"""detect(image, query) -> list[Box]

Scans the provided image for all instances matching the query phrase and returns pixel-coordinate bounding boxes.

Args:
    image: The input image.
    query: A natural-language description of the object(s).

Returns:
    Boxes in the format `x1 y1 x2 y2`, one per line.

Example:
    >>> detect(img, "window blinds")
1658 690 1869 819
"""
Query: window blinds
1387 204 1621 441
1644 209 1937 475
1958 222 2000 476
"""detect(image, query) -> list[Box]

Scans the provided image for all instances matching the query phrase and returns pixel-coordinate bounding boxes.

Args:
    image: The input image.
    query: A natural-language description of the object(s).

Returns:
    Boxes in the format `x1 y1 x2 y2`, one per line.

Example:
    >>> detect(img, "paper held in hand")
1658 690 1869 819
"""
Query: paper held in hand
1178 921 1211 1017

+===+

_EXERCISE REQUIREMENTS_: The records above must be retyped in full, exactly.

_SOLUTION FOR THIS PROBLEM_:
"""detect(image, query) -> list[Box]

Scans the provided image for all instances matching the query phrase and returns pixel-coordinate bounding boxes.

Args:
    image: The input image.
    query: A natural-language description of the object(s).

Returns:
    Boxes in the format `x1 y1 x2 y2`, one per line.

Example:
    >>> detect(img, "window blinds")
1658 690 1869 819
"""
Query: window blinds
1387 204 1621 441
1644 209 1937 475
1958 222 2000 476
"""detect(image, query) -> list[Box]

Scans the provided image for all instances matching the query phrase and returns pixel-coordinate bounding boxes.

Args:
    image: The input image.
    query: A natural-language description of the object(s).

Returns:
    Boxes in the format `x1 y1 x2 y2`, one per line.

Example:
    >>> detect(img, "paper held in hand")
1658 690 1869 819
"""
Query: paper held in hand
1178 921 1211 1017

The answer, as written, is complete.